* [What you need to do]:
Copy out the records from the line containing "of the book" through the line containing "x=117 y=307", swapping "toilet" for "sink" and leaving everything else unchanged.
□ □ □ □ □ □ □
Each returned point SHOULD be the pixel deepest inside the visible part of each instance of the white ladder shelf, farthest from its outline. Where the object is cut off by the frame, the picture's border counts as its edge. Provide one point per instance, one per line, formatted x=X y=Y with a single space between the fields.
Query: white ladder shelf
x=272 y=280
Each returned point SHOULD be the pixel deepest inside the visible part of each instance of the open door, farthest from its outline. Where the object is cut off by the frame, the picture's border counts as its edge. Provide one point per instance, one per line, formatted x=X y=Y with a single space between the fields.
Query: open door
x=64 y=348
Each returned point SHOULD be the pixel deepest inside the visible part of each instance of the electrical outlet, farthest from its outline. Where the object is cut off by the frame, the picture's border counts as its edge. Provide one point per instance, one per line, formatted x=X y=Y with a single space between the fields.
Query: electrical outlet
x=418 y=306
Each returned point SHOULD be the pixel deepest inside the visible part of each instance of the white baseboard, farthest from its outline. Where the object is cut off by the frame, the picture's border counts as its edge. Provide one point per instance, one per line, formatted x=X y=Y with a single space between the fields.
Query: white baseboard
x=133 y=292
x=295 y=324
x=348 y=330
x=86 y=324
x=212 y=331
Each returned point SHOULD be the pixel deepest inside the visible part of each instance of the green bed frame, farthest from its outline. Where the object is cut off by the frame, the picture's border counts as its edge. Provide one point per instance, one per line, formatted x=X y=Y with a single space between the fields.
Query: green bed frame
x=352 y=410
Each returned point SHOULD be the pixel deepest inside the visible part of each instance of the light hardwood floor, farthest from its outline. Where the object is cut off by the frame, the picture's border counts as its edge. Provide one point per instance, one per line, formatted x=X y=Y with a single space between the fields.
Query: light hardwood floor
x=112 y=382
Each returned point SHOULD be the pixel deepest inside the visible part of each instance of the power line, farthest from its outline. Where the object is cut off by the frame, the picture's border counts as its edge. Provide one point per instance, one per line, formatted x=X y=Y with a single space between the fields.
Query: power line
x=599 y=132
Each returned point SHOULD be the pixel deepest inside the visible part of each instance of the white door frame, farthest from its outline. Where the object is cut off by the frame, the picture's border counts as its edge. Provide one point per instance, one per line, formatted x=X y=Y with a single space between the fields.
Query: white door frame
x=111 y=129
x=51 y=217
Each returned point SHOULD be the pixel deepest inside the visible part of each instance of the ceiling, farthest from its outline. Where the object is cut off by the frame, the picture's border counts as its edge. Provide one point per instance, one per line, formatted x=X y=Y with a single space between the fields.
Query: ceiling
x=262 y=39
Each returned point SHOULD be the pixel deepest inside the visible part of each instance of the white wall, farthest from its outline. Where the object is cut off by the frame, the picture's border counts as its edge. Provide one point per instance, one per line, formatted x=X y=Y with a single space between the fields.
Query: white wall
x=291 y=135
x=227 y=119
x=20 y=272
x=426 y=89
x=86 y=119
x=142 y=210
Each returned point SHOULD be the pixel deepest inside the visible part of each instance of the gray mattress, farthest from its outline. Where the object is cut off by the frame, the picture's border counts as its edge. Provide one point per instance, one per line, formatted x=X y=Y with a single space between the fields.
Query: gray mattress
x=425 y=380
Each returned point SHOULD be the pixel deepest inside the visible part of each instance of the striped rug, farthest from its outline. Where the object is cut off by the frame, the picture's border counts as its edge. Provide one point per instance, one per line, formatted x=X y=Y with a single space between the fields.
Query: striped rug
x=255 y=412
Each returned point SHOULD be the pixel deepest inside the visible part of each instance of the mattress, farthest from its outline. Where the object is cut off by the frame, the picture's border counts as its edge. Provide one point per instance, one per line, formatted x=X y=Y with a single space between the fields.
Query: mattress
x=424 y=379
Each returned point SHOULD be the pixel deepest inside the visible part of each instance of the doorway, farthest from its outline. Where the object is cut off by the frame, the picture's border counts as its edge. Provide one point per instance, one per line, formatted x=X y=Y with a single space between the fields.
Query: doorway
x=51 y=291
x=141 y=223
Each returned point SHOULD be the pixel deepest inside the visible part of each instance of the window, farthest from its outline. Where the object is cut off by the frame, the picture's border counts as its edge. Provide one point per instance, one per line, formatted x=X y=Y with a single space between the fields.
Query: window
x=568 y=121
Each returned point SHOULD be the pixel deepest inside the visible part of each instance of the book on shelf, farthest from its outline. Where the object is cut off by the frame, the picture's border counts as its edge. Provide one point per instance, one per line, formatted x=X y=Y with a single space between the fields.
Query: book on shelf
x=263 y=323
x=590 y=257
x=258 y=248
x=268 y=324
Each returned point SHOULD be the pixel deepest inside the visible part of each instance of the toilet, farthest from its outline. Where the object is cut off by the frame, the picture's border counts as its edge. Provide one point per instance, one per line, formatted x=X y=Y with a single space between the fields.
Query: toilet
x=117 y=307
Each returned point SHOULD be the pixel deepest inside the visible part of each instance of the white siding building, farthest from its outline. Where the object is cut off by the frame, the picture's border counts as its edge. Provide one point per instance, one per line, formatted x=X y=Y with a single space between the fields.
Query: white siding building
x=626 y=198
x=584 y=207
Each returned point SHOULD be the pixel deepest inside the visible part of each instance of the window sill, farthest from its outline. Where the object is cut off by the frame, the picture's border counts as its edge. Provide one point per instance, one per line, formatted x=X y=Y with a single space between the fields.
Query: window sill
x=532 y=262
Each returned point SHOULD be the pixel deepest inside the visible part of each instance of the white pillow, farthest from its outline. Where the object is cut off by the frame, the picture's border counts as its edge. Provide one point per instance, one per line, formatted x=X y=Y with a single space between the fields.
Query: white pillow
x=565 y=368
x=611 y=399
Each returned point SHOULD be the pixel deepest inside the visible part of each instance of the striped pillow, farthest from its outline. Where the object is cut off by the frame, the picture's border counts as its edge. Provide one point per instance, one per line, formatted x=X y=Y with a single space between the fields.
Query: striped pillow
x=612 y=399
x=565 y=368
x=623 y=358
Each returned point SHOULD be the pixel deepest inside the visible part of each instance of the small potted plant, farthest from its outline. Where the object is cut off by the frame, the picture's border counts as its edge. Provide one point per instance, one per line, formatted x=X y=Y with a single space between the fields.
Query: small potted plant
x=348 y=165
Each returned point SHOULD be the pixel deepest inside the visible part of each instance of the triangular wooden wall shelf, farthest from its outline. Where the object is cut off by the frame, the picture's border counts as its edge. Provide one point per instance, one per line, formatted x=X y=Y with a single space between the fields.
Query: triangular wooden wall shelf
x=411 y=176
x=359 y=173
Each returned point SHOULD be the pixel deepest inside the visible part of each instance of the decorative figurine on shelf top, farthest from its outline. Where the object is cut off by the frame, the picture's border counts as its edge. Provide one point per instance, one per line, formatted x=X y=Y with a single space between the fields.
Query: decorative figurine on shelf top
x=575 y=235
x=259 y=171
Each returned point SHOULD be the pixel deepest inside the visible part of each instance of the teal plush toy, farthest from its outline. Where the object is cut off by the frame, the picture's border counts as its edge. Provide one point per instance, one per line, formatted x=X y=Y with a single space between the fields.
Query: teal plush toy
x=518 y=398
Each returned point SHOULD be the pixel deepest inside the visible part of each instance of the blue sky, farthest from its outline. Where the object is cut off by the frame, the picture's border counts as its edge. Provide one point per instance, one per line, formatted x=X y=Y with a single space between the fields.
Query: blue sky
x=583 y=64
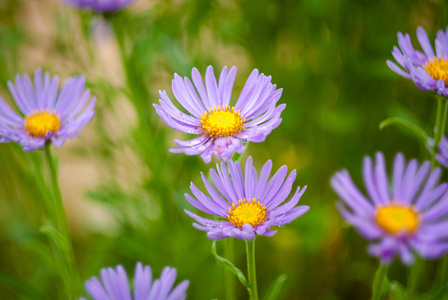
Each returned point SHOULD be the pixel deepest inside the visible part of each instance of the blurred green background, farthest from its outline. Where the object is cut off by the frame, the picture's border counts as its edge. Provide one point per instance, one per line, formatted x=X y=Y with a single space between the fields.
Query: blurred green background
x=123 y=190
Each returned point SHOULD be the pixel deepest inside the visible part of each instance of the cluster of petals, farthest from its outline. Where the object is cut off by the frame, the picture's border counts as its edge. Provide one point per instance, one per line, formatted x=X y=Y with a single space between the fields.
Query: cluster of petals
x=414 y=63
x=71 y=106
x=100 y=5
x=114 y=285
x=230 y=186
x=415 y=188
x=256 y=105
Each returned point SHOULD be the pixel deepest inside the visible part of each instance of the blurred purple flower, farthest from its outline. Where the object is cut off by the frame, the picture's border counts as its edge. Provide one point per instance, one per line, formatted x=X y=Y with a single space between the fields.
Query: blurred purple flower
x=100 y=5
x=114 y=285
x=429 y=71
x=412 y=217
x=442 y=158
x=222 y=128
x=249 y=204
x=49 y=116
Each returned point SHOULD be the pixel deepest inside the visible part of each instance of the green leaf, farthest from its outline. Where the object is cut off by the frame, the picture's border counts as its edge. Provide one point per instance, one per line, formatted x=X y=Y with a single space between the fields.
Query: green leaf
x=25 y=289
x=228 y=265
x=276 y=287
x=397 y=291
x=440 y=294
x=59 y=240
x=410 y=126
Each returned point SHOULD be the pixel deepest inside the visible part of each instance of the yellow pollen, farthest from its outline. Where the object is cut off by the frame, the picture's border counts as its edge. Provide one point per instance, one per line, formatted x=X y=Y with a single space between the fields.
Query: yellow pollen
x=222 y=121
x=437 y=68
x=38 y=123
x=395 y=219
x=248 y=211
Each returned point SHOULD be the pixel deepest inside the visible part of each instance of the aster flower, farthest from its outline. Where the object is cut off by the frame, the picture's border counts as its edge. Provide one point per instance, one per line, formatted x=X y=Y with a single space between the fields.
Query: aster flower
x=48 y=115
x=410 y=216
x=248 y=205
x=100 y=5
x=114 y=285
x=222 y=128
x=429 y=71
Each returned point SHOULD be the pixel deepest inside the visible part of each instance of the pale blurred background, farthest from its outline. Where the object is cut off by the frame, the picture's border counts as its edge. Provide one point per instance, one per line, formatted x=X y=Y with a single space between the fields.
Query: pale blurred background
x=123 y=190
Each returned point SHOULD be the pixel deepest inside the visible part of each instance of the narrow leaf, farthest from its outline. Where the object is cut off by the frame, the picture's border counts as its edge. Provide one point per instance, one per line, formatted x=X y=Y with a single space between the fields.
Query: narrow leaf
x=410 y=126
x=397 y=291
x=231 y=267
x=276 y=287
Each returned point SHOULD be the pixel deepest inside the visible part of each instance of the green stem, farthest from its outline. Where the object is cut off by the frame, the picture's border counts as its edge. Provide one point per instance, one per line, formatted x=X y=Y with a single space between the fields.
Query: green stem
x=415 y=276
x=229 y=278
x=442 y=273
x=378 y=282
x=251 y=272
x=60 y=242
x=59 y=216
x=442 y=105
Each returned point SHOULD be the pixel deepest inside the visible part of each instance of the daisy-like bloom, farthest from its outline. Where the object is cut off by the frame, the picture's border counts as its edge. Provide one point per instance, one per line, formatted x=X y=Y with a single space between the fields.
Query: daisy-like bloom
x=47 y=114
x=427 y=69
x=442 y=158
x=114 y=285
x=409 y=216
x=100 y=5
x=222 y=128
x=248 y=205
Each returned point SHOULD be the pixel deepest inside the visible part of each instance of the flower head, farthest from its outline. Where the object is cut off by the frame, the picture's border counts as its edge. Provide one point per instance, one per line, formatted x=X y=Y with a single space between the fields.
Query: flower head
x=114 y=284
x=248 y=205
x=409 y=216
x=427 y=69
x=100 y=5
x=48 y=115
x=222 y=128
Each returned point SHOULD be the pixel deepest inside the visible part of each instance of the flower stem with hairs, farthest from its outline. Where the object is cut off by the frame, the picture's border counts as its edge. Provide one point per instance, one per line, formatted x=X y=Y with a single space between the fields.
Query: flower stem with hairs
x=251 y=271
x=58 y=232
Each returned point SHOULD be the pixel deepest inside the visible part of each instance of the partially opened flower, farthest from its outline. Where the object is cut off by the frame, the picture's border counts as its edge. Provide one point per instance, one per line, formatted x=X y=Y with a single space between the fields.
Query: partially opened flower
x=47 y=114
x=100 y=5
x=442 y=157
x=409 y=216
x=222 y=128
x=114 y=285
x=247 y=205
x=427 y=69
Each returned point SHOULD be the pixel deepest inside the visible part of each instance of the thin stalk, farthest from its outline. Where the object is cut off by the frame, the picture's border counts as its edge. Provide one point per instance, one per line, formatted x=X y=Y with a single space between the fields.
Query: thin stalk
x=442 y=105
x=378 y=281
x=62 y=246
x=251 y=271
x=229 y=278
x=59 y=217
x=415 y=275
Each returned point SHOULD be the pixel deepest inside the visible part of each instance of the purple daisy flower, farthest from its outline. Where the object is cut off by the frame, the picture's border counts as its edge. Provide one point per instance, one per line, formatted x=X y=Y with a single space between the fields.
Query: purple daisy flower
x=48 y=116
x=249 y=205
x=429 y=71
x=114 y=285
x=100 y=5
x=442 y=158
x=409 y=216
x=222 y=128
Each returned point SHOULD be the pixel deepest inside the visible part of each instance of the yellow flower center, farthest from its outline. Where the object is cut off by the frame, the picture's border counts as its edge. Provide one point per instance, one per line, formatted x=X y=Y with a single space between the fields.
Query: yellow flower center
x=395 y=219
x=38 y=123
x=437 y=68
x=222 y=121
x=248 y=211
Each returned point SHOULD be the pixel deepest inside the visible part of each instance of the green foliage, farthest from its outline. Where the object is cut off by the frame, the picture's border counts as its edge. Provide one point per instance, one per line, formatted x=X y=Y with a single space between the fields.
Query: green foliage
x=124 y=190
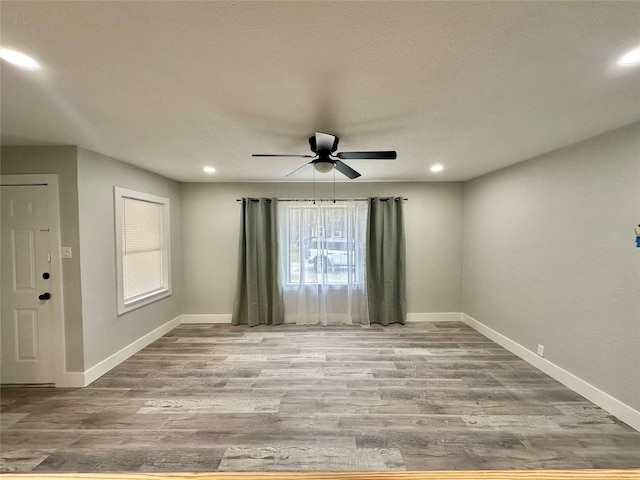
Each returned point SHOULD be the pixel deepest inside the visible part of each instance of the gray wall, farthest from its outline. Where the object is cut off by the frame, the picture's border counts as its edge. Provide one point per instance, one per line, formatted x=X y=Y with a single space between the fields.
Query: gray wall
x=211 y=221
x=61 y=161
x=104 y=331
x=550 y=258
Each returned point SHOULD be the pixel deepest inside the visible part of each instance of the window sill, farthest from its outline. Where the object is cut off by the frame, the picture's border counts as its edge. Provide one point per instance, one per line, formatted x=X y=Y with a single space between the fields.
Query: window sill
x=143 y=300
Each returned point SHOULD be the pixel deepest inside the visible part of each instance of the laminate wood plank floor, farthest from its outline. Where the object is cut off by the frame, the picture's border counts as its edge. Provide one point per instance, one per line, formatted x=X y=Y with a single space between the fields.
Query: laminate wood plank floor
x=219 y=398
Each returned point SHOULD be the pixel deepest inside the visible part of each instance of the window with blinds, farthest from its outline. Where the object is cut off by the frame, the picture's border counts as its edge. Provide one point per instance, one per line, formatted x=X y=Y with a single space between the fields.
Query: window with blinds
x=142 y=248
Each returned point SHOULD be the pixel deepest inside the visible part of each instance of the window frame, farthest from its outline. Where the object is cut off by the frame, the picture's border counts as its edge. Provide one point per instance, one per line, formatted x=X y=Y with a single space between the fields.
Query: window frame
x=125 y=305
x=285 y=259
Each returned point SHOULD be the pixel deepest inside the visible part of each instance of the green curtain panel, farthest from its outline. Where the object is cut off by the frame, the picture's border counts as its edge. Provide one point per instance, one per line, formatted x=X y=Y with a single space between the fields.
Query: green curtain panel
x=386 y=264
x=259 y=292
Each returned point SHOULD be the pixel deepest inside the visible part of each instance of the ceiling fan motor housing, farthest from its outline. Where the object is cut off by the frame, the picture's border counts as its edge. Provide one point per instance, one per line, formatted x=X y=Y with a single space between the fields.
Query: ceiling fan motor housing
x=329 y=143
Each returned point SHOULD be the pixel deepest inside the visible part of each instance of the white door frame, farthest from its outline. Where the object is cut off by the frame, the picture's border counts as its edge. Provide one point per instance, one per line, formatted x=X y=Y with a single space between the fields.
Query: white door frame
x=57 y=299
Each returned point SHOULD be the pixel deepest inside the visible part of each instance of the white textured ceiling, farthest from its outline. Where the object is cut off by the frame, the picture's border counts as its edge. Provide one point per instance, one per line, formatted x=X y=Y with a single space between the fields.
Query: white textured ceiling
x=174 y=86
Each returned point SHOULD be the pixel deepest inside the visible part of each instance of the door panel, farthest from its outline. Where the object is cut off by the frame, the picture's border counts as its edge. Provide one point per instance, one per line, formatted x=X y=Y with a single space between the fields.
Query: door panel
x=26 y=328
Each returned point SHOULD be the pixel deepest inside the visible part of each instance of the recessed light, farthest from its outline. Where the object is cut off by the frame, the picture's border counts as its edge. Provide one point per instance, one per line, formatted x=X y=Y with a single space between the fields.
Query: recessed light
x=631 y=58
x=19 y=59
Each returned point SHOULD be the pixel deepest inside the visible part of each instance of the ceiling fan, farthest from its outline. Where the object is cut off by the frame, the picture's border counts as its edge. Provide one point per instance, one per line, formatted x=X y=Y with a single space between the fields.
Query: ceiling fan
x=323 y=145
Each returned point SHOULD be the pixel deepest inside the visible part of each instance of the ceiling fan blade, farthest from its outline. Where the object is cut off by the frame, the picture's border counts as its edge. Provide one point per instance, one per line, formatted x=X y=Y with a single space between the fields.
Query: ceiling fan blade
x=346 y=170
x=298 y=170
x=383 y=155
x=281 y=155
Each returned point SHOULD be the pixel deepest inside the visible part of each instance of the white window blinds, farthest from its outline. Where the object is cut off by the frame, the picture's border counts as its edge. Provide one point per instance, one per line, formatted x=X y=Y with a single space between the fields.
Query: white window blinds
x=142 y=248
x=142 y=252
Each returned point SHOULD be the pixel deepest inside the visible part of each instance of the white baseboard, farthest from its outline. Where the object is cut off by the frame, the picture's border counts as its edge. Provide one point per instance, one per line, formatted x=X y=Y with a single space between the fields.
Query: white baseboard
x=207 y=318
x=615 y=407
x=411 y=317
x=120 y=356
x=434 y=317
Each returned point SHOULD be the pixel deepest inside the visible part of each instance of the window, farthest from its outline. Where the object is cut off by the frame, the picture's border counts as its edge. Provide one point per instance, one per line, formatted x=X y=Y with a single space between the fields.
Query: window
x=142 y=248
x=322 y=243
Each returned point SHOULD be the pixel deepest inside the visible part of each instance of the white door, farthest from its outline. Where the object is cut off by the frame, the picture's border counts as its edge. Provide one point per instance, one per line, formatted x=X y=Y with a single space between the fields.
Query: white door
x=26 y=313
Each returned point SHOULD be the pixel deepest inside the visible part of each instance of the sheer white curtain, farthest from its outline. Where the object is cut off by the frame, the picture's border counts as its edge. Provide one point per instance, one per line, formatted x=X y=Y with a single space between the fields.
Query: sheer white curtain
x=322 y=255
□ □ □ □ □ □ □
* [Written solution]:
Each returned point SHOULD be the pixel deepest inside the visible part of each instance of the book on shelf, farthest from its outline. Where the object is cut off by the frame, the picture's border counts as its edge. Provide one point per instance, one per line, formatted x=X y=Y with a single space between the fields.
Query: book on shelf
x=263 y=323
x=590 y=257
x=258 y=248
x=268 y=324
Each returned point SHOULD be the pixel deepest inside the visible part of each instance of the sink, farthest from its outline. Where the object is cut off by the frame, the picture's border counts as its edge. Provide one point per instance, one per line, formatted x=X y=Y with a single space between the fields.
Query: sink
x=117 y=307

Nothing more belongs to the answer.